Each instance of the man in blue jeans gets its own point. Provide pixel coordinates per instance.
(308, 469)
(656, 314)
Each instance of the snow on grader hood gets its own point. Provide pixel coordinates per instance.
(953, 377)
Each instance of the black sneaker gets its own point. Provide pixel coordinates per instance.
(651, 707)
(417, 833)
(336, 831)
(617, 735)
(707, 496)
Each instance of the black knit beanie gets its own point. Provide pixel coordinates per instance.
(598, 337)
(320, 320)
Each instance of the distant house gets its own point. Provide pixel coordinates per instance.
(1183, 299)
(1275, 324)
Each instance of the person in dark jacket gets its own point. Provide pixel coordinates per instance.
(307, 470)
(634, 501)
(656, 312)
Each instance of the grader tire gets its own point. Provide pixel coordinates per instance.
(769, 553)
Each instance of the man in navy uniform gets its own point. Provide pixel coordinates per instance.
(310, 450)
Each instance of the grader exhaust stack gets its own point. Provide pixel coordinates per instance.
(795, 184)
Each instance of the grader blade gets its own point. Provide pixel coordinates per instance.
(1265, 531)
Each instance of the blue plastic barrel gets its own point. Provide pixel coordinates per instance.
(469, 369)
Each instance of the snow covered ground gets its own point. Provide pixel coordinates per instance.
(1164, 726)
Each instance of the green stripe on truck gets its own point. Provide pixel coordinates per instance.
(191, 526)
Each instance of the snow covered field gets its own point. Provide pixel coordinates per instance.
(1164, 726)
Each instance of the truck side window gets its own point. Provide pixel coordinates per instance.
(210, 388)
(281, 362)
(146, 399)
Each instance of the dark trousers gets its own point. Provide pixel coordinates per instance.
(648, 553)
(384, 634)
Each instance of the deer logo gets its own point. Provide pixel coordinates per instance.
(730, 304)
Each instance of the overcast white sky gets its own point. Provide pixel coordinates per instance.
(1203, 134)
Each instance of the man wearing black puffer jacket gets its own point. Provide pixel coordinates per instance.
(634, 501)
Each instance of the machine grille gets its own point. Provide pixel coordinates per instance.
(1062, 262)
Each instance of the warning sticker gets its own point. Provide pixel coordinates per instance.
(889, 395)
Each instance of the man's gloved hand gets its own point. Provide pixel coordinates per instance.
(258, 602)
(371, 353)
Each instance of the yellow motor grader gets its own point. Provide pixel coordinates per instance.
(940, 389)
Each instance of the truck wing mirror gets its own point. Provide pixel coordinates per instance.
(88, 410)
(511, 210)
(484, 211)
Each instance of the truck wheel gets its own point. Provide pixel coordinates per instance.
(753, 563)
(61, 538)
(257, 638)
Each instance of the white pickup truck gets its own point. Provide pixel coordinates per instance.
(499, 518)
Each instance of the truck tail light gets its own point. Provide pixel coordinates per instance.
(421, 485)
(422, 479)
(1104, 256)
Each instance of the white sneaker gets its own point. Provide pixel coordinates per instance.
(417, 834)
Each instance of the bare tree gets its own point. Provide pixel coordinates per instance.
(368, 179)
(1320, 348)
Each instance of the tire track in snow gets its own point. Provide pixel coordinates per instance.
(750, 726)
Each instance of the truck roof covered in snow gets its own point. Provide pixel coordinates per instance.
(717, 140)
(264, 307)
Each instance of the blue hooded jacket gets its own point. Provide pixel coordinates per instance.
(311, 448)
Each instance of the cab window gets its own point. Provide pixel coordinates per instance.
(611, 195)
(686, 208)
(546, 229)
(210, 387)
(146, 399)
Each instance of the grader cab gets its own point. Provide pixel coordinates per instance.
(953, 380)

◆ ◆ ◆ ◆

## Directive:
Format the records starting at the line containing "Each instance of the white sneaker" and ending at the line containing "(1320, 348)" as a two-column CSV with the header instruction,points and one row per record. Put each value in a single quoted field, replacing any line breaks with spaces.

## Output for this task:
instruction,points
"Each instance of the white sneaker gets its own point. Provide pixel coordinates per instance.","(417, 834)"
"Each instance of the bare tree gets its own point. Provide pixel coordinates per instance.","(368, 179) (1320, 348)"